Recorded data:
--
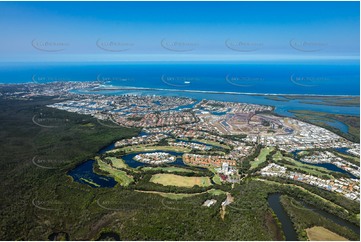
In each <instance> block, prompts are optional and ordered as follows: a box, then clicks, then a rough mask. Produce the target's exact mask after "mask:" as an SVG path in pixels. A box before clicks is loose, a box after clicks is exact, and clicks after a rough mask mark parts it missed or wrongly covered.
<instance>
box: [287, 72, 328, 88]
mask: <svg viewBox="0 0 361 242" xmlns="http://www.w3.org/2000/svg"><path fill="white" fill-rule="evenodd" d="M290 81H291V82H292V83H293V84H295V85H298V86H302V87H316V86H319V85H324V84H325V81H330V78H328V77H325V76H313V75H299V74H295V73H294V74H292V75H291V76H290Z"/></svg>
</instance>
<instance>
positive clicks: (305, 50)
mask: <svg viewBox="0 0 361 242" xmlns="http://www.w3.org/2000/svg"><path fill="white" fill-rule="evenodd" d="M290 46H291V47H292V48H293V49H295V50H298V51H302V52H316V51H321V50H323V49H325V48H326V47H327V43H324V42H320V41H304V40H296V39H291V40H290Z"/></svg>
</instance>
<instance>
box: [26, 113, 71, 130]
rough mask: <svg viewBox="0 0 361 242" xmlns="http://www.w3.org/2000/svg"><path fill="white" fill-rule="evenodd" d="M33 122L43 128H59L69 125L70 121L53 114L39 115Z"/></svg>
mask: <svg viewBox="0 0 361 242" xmlns="http://www.w3.org/2000/svg"><path fill="white" fill-rule="evenodd" d="M32 122H33V123H34V124H35V125H37V126H39V127H42V128H58V127H60V126H65V125H67V124H68V122H69V120H68V119H66V118H64V117H57V116H54V115H53V114H52V113H41V112H40V113H37V114H35V115H34V116H33V118H32Z"/></svg>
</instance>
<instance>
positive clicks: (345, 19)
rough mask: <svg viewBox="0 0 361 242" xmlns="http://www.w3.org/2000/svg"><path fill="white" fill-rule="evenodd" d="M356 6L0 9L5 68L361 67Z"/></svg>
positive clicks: (139, 6) (82, 6) (142, 2)
mask: <svg viewBox="0 0 361 242" xmlns="http://www.w3.org/2000/svg"><path fill="white" fill-rule="evenodd" d="M359 4H360V3H359V2H0V9H1V11H0V61H2V62H7V61H24V62H27V61H140V60H141V61H203V60H205V61H227V60H240V61H242V60H245V61H248V60H293V59H295V60H303V59H306V60H309V59H316V60H317V59H332V60H334V59H335V60H338V59H359V53H360V46H359V43H360V32H359V29H360V26H359V21H360V20H359V18H360V13H359Z"/></svg>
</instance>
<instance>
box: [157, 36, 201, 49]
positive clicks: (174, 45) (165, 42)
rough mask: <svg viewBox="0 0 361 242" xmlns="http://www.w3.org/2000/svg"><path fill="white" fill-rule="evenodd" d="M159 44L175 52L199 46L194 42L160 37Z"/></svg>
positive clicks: (196, 43)
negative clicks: (160, 41) (160, 39)
mask: <svg viewBox="0 0 361 242" xmlns="http://www.w3.org/2000/svg"><path fill="white" fill-rule="evenodd" d="M160 44H161V46H162V47H163V48H164V49H166V50H170V51H175V52H189V51H193V50H195V49H196V48H198V47H199V44H198V43H196V42H191V41H178V40H168V39H162V40H161V42H160Z"/></svg>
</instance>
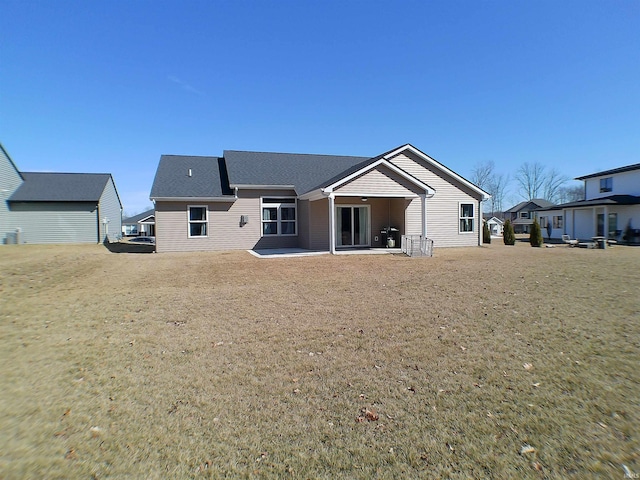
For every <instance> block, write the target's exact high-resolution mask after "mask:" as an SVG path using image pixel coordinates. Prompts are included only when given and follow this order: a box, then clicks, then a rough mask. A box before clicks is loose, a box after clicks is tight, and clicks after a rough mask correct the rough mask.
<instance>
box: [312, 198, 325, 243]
mask: <svg viewBox="0 0 640 480" xmlns="http://www.w3.org/2000/svg"><path fill="white" fill-rule="evenodd" d="M309 248H310V249H311V250H321V251H328V250H329V199H327V198H323V199H322V200H317V201H315V202H309Z"/></svg>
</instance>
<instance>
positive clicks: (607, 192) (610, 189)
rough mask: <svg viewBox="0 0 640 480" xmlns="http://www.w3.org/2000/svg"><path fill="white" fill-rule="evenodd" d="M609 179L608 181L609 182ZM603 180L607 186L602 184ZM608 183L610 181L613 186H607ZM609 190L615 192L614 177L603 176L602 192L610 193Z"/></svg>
mask: <svg viewBox="0 0 640 480" xmlns="http://www.w3.org/2000/svg"><path fill="white" fill-rule="evenodd" d="M607 180H608V182H607ZM602 182H604V184H605V186H604V187H603V186H602ZM607 183H609V184H610V185H611V186H610V187H607V186H606V185H607ZM609 192H613V177H602V178H601V179H600V193H609Z"/></svg>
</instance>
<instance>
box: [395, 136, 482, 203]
mask: <svg viewBox="0 0 640 480" xmlns="http://www.w3.org/2000/svg"><path fill="white" fill-rule="evenodd" d="M406 151H409V152H411V153H413V154H414V155H416V156H418V157H419V158H421V159H422V160H424V161H425V162H427V163H429V164H431V165H432V166H434V167H435V168H437V169H439V170H440V171H441V172H443V173H445V174H447V175H449V176H450V177H453V178H455V179H456V180H457V181H458V182H460V183H462V184H463V185H465V186H466V187H469V188H470V189H471V190H473V191H474V192H477V193H479V194H480V195H482V200H488V199H489V198H491V195H489V194H488V193H487V192H485V191H484V190H482V189H481V188H479V187H478V186H476V185H474V184H473V183H471V182H470V181H468V180H466V179H464V178H462V177H461V176H460V175H458V174H457V173H456V172H454V171H453V170H449V169H448V168H447V167H445V166H444V165H442V164H441V163H440V162H438V161H437V160H434V159H433V158H431V157H430V156H429V155H427V154H426V153H423V152H421V151H420V150H418V149H417V148H416V147H414V146H413V145H411V144H409V143H407V144H406V145H404V146H402V147H399V148H397V149H395V150H393V151H391V152H389V153H387V154H386V155H385V156H384V157H383V158H384V159H385V160H389V159H391V158H393V157H395V156H396V155H399V154H401V153H404V152H406Z"/></svg>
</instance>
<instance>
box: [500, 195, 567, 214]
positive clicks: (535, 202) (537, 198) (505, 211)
mask: <svg viewBox="0 0 640 480" xmlns="http://www.w3.org/2000/svg"><path fill="white" fill-rule="evenodd" d="M530 204H532V205H533V208H530V209H529V210H535V209H537V208H549V207H552V206H554V205H555V203H552V202H549V201H547V200H545V199H543V198H534V199H531V200H525V201H524V202H520V203H519V204H517V205H515V206H514V207H511V208H510V209H509V210H505V213H516V212H519V211H520V210H523V209H524V208H525V207H527V206H529V205H530Z"/></svg>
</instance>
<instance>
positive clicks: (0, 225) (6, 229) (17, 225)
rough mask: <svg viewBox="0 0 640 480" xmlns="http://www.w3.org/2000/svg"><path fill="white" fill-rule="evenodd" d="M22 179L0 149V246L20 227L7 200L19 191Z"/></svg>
mask: <svg viewBox="0 0 640 480" xmlns="http://www.w3.org/2000/svg"><path fill="white" fill-rule="evenodd" d="M21 183H22V178H21V177H20V174H19V173H18V171H17V170H16V168H15V166H14V165H13V162H12V161H11V160H10V159H9V157H8V156H7V155H6V154H5V151H4V149H3V148H2V147H0V244H4V243H5V242H6V241H7V234H8V233H14V232H15V231H16V227H17V226H18V225H16V224H15V221H14V219H13V218H12V215H11V211H10V210H9V205H8V204H7V199H8V198H9V197H10V196H11V195H12V194H13V192H15V191H16V190H17V188H18V187H19V186H20V184H21Z"/></svg>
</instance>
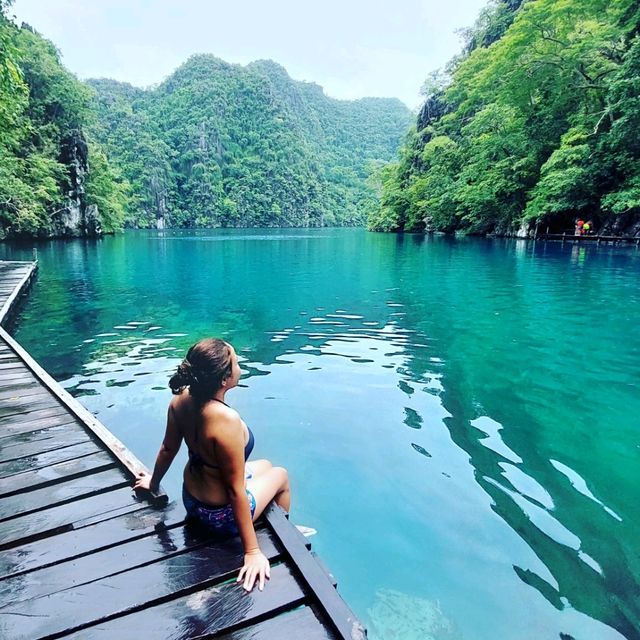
--
Task item
Find the word "then" in the data and show each line that holds it.

Solved exercise
In each <instance> block, prompts are optional and ordered as follows: a box, then clicks, then a rough mask. Produce the target's exact mask after "mask:" as an SVG path in pixels. A box before clicks is loose, a box after clicks is exact, and clicks after a rough mask mark parts it missed or wrongly covered.
For every <instance> block, write the target's exact high-resolution mask after "mask:" as an SVG path using image pixel coordinates. Prompts are included only when given and follow this order: a box, then clicks, then a rough mask. A box before clicks is loose, a box after clicks is tight, and clicks after a rough mask correct the rough mask.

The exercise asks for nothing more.